Task instructions:
Put every line of the rows below into a JSON list of strings, one string per line, with blank lines skipped. Leave the pictures out.

>> Start Provided data

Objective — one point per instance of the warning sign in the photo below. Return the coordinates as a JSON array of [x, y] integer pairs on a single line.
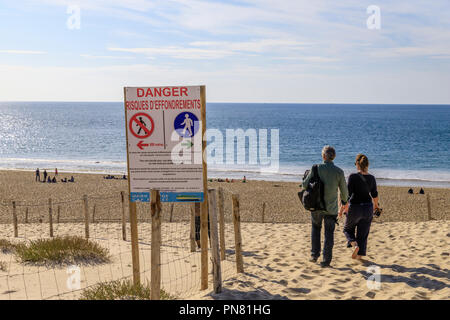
[[137, 124], [164, 143]]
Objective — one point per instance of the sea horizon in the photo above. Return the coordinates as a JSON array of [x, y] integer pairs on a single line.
[[90, 138]]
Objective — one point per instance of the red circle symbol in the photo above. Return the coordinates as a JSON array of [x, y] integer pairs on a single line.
[[138, 123]]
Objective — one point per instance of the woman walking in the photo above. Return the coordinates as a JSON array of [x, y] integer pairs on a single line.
[[363, 199]]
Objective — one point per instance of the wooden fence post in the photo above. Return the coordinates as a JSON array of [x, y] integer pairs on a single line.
[[93, 213], [215, 254], [221, 224], [50, 217], [155, 283], [134, 243], [429, 207], [86, 216], [192, 233], [124, 218], [16, 230], [204, 204], [237, 234], [263, 212], [171, 212]]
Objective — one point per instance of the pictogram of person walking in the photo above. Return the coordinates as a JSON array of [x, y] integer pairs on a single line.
[[140, 127], [188, 123]]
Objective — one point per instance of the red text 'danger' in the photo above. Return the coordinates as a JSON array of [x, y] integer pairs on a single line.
[[162, 92]]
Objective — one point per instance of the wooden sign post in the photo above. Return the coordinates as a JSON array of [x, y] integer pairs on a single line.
[[16, 230], [124, 217], [153, 115], [86, 217], [155, 289], [204, 205], [217, 272], [237, 234], [221, 224], [50, 216]]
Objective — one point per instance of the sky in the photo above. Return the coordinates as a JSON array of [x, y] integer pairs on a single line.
[[284, 51]]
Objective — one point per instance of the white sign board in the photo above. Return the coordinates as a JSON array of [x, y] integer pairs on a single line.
[[164, 143]]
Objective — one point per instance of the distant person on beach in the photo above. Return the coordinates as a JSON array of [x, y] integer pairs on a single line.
[[362, 189], [333, 180]]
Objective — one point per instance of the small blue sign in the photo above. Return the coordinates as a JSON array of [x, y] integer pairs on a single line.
[[168, 197], [140, 197], [185, 124]]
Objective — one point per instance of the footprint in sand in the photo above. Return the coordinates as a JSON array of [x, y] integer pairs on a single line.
[[283, 282], [297, 290], [337, 291]]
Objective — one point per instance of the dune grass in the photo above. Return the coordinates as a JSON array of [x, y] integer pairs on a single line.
[[62, 250], [120, 290], [7, 246]]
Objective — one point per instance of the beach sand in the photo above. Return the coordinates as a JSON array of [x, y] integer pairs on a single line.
[[411, 252]]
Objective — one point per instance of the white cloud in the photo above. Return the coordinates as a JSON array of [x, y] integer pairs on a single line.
[[22, 52], [177, 52], [90, 56]]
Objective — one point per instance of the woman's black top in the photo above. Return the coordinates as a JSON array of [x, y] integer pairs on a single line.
[[360, 191]]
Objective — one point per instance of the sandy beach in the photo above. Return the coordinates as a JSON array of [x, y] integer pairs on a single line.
[[412, 253]]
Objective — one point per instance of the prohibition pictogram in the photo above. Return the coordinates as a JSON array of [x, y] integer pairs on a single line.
[[141, 122]]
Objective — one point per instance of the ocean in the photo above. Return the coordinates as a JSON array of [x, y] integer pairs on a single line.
[[407, 145]]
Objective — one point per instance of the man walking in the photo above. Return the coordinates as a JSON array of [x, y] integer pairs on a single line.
[[333, 179]]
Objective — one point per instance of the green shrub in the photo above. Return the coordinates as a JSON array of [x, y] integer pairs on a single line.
[[120, 290], [6, 246], [62, 250]]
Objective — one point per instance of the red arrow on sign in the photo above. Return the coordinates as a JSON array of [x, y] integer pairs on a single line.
[[141, 145]]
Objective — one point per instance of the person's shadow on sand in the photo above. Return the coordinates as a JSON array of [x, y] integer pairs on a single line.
[[256, 294], [417, 278]]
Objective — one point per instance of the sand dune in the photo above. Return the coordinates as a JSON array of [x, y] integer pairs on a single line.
[[411, 252]]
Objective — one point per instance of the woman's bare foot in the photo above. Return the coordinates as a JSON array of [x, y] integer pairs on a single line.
[[355, 249]]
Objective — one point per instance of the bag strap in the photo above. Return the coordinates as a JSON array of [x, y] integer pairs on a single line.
[[315, 170], [365, 182]]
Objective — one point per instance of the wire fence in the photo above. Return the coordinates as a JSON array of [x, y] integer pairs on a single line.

>> End Provided data

The response:
[
  "Objective — one point per instance of the warning sign in the photo below. Return the coordinates as a JSON array of [x, y] integer pairs on a single line.",
  "[[137, 124], [164, 143]]",
  "Objective — one point per instance of the sea horizon in the photo above. Return the coordinates as a JSON array of [x, y] integer pairs on a single line.",
  "[[90, 138]]",
  "Objective — one point per instance of the red circle symbol in the photo above. Return the coordinates as a JSON array of [x, y] integer pairs on a single line.",
  "[[138, 123]]",
  "Objective — one point per instance of the woman walking in the photo above. Return the coordinates as a JSON array of [x, y] integer pairs on a single line.",
  "[[363, 199]]",
  "Objective — one point per instance of the wooden fence post in the photo above. Return the coordinates as a JSON array of [x, y] integer pairs on a single line.",
  "[[93, 213], [215, 254], [221, 224], [50, 217], [155, 283], [134, 243], [429, 207], [86, 216], [192, 233], [124, 218], [16, 230], [204, 204], [237, 234], [263, 212], [171, 212]]",
  "Objective — one point per instance of the pictogram of person walking in the photo above. Return the coordinates as a JSON array of [x, y] integer pairs on a single line.",
  "[[140, 127], [188, 123]]",
  "Objective — one point per instance of the red text 'danger' in the photo above. Return the coordinates as a JSON array of [x, y] integer pairs on a single line.",
  "[[162, 92]]",
  "Objective — one point per instance of the wooden sign post in the photo above. Return the coordinates as a JSON array of [x, y] integer pairs on a single line.",
  "[[16, 230], [124, 217], [153, 115], [86, 217], [155, 289], [204, 205], [217, 272], [237, 234], [221, 224], [50, 216]]",
  "Objective — one point per instance of the sky in the photo above. Return the coordinates as a JSON array of [x, y] integer pairs on a single line.",
  "[[284, 51]]",
  "Objective — one point per instance of the white sign board in the photo above. Return the coordinates as a JSON array of [x, y] integer pairs on a single line.",
  "[[164, 143]]",
  "Objective — one point per instance of the distant person on beach in the photo above. Return the coordinates as a JSON array of [x, y] integer pairs on a single line.",
  "[[362, 189], [333, 180]]",
  "Objective — one point per instance of the small blue sign in the photo above. Return the coordinates as a JSON array of [x, y] integer pairs on a single line.",
  "[[168, 197], [140, 197], [185, 124]]",
  "Objective — one point per instance of the footprint in sand in the photo above. Return the coordinates as a JSON array of [x, y] integer pairs on a single line.",
  "[[283, 282], [297, 290], [337, 291]]",
  "Objective — one point per instance of the dune grass in the photo above. Return the coordinates as a JSON array of [x, y] integer pairs on a single line.",
  "[[62, 250], [120, 290], [7, 246]]",
  "Objective — one point per instance of the beach sand in the photo above. Return the coordinates as a JSON array of [x, y] integer pairs on a single line.",
  "[[411, 252]]",
  "Objective — one point per instance of the white cloud in the photo above. Return the coordinates as a JSON array of [x, y] integer pairs on a single line.",
  "[[22, 52], [177, 52], [90, 56]]",
  "Objective — one point per instance of the woman's black top in the photo above. Return the coordinates as a JSON array of [x, y] integer pairs on a single line.",
  "[[360, 191]]",
  "Objective — one point per instance of the sandy beach in the photo above. Return the coordinates as a JSON array of [x, y] integer pairs on a single line.",
  "[[412, 253]]",
  "Objective — one point per instance of the prohibition pictogram in the photo above. Return the coordinates as a JSON array of [x, y] integer pairs on a single line.",
  "[[141, 122]]",
  "Objective — one point per instance of the ocean in the photo above. Return the coordinates as a JSON array of [x, y] integer pairs on a single line.",
  "[[407, 145]]",
  "Objective — one point per instance of the man walking in the photo above. Return the coordinates as a JSON array of [x, y] integer pairs on a single line.",
  "[[333, 179]]",
  "Objective — one point per instance of the green shrub in the photo above. Return the coordinates as a JSON array of [x, y] integer pairs on a single line.",
  "[[120, 290], [6, 246], [62, 250]]",
  "Objective — one point per instance of the red arrow on sign in the photo above. Return the coordinates as a JSON array of [x, y] integer pairs on a single line.",
  "[[141, 145]]",
  "Objective — one point per instance of the person's shadow on sand in the photo above. Return the coordinates as a JSON array of [x, y] integer pairs on a single line.",
  "[[256, 294], [417, 278]]",
  "Objective — one point per instance of the sand dune in the photo above. Return the coordinates as a JSON array of [x, y] integer pairs on a single line.",
  "[[411, 252]]",
  "Objective — one point per instance of the woman's bare foot in the photo above. Return the coordinates as a JSON array of [x, y] integer pairs on a single line.",
  "[[355, 249]]",
  "Objective — one point per instance of the bag strap in the photo above. Return the coordinates as a JSON array of [x, y] integer pairs on a single line.",
  "[[315, 170], [365, 182]]",
  "Objective — one point per instance of the wire fence in the photo above. Return the coordinates as a JSON array of [x, y] integer pairs on a single line."
]